• **Source data**
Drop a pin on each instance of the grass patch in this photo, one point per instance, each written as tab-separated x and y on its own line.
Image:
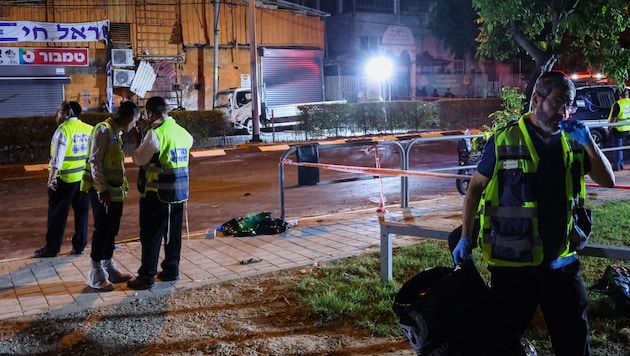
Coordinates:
351	290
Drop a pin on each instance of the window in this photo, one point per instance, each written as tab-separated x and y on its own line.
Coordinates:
370	44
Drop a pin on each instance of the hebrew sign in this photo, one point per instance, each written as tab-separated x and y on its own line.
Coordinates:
31	31
43	56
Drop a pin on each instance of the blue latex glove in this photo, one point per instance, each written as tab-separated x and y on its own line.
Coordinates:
463	250
577	130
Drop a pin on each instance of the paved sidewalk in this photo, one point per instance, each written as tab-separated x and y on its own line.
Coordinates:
29	287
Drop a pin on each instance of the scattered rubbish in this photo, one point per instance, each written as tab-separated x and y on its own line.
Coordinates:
615	283
251	260
252	225
211	234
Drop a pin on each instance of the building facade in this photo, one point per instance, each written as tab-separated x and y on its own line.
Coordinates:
193	49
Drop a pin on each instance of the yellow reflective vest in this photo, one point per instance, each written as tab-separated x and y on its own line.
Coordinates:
624	114
78	135
509	234
167	172
113	165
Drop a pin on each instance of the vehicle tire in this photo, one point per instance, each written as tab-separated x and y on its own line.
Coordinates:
462	183
249	124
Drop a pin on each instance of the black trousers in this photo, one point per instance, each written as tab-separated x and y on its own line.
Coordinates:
515	294
59	202
159	220
106	226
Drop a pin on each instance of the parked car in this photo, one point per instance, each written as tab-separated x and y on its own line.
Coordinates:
594	103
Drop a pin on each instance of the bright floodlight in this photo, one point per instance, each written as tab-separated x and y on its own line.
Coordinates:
379	68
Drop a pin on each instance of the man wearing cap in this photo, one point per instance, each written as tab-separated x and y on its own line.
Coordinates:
163	184
68	152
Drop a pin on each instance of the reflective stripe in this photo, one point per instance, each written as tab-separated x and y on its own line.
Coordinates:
76	158
511	212
168	174
513	152
70	171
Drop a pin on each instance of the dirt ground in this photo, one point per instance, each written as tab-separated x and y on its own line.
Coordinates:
253	316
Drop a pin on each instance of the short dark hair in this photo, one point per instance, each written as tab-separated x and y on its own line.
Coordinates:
549	81
157	104
127	109
75	108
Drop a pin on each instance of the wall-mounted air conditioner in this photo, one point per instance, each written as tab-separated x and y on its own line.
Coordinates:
123	77
122	57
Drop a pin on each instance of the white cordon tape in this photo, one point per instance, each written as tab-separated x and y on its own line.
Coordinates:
379	171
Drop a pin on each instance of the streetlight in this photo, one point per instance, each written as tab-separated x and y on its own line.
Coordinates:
380	69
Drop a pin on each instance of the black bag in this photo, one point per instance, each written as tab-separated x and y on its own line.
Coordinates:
615	283
440	311
581	229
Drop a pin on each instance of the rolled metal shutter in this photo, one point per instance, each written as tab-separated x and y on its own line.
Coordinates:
291	76
21	100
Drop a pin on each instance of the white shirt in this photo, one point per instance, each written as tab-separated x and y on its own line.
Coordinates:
59	142
98	145
150	145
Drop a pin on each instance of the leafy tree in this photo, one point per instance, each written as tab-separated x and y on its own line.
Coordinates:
549	29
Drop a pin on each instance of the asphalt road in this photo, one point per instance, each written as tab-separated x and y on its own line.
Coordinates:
244	181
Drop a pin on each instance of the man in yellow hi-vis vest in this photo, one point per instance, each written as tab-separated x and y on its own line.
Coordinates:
528	182
620	113
163	184
68	152
105	181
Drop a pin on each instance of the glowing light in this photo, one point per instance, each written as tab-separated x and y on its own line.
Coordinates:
379	68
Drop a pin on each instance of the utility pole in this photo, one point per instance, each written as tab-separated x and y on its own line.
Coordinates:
253	63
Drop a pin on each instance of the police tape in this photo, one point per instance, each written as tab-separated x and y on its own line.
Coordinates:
594	185
375	171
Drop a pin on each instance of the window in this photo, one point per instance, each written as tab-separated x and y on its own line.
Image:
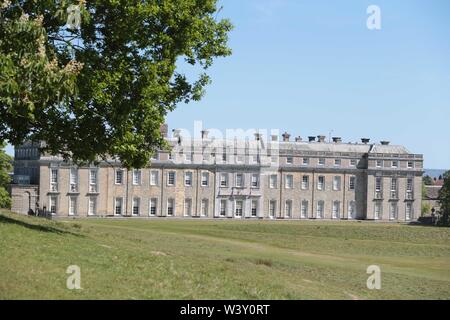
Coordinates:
409	189
321	183
239	208
154	177
239	180
204	208
352	183
336	183
352	210
378	188
336	210
394	183
255	180
171	176
224	180
54	180
153	206
73	180
289	181
320	209
304	209
136	206
273	181
378	210
136	177
205	179
393	211
272	208
72	206
288	209
188	179
189	157
305	182
254	208
92	206
119	176
223	208
409	211
93	180
53	204
188	207
379	163
118	206
170	207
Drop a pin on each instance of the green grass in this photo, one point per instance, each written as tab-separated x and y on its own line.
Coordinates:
194	259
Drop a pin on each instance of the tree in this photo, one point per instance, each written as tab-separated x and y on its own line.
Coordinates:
428	181
444	199
5	169
102	88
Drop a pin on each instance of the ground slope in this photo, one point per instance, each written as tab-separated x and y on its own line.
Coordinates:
209	259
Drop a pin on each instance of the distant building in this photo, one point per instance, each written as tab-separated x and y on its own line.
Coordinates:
254	179
431	197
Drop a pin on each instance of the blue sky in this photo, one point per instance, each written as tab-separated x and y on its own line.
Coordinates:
311	67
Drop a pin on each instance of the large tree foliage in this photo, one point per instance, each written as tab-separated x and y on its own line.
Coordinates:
104	88
5	169
444	199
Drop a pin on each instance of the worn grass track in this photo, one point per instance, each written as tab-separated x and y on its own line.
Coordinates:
209	259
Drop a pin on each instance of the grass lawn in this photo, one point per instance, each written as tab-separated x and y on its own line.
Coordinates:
209	259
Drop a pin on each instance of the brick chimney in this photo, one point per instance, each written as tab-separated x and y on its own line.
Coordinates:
164	129
205	134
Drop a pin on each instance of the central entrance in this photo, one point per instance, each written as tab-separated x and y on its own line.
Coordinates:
239	208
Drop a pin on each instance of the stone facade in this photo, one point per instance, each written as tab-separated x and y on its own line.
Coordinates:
234	179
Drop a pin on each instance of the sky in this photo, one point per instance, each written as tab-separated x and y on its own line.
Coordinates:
313	67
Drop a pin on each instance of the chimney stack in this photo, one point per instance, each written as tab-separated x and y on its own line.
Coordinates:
286	137
164	129
337	139
205	134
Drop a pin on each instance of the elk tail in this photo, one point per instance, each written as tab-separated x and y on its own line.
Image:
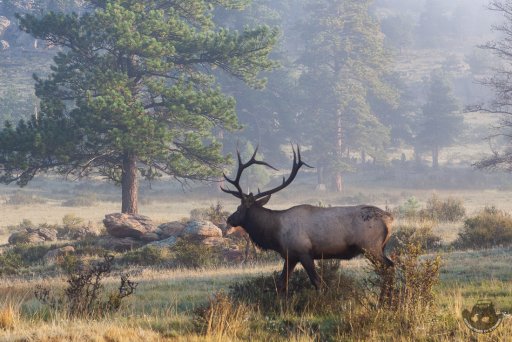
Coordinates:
387	219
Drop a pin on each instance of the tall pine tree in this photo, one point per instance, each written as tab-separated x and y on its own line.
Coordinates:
133	93
344	63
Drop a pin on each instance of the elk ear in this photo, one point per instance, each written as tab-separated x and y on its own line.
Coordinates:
263	201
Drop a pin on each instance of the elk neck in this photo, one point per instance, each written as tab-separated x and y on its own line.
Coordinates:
263	226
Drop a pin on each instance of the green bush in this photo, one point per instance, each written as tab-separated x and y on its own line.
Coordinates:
417	232
490	227
447	210
23	198
147	256
10	262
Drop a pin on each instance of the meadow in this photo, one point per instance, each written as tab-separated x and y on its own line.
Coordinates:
170	303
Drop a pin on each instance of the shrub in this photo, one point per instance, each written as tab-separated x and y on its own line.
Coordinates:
490	227
84	294
418	232
147	256
10	262
409	209
448	210
83	200
23	198
215	214
191	255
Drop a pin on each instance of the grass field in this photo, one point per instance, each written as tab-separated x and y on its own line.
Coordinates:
165	303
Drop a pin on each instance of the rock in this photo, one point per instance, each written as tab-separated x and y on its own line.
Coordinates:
127	225
169	242
201	229
214	241
169	229
119	244
25	236
53	254
49	234
150	237
4	24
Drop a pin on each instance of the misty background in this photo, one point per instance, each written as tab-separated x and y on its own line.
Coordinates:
379	97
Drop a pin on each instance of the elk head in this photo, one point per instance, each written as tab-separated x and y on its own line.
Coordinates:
250	200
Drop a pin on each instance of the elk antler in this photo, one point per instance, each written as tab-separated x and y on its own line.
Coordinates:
297	163
241	167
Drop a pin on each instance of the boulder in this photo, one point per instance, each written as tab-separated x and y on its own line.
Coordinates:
119	244
201	229
169	229
4	24
128	225
49	234
169	242
25	236
214	241
53	254
150	237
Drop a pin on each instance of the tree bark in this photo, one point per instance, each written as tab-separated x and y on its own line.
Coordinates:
130	185
435	157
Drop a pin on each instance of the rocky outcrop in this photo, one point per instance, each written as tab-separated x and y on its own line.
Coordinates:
54	254
33	235
119	244
201	230
169	229
4	24
127	225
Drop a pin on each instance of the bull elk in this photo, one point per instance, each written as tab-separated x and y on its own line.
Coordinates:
304	233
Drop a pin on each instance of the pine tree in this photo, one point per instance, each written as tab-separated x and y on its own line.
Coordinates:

• **Written exercise**
Reproduce only the lines running from the one with "Drop a pin on each instance of the tree bark" through the final line of the listing above, both ends included.

• **Task answer**
Drop a pin on each instance of the tree bark in this photo, one point per instance, each written as tab-separated x and y on its own line.
Coordinates:
130	185
435	157
Drop a pin on each instance of the rocky outcrop in this photo, one point per instance, each written as tab-separated x and y on its own line.
Coordinates:
54	254
33	235
119	244
201	230
169	229
4	24
127	225
Drop a pin on each instance of the bull elk in this photo, one point per instance, each written as tab-separated x and y on its own line.
Coordinates:
304	233
Drop a pin on each instance of the pine tree in this photo, one point per instance, each written as tab-separated x and y on its own line.
Coordinates:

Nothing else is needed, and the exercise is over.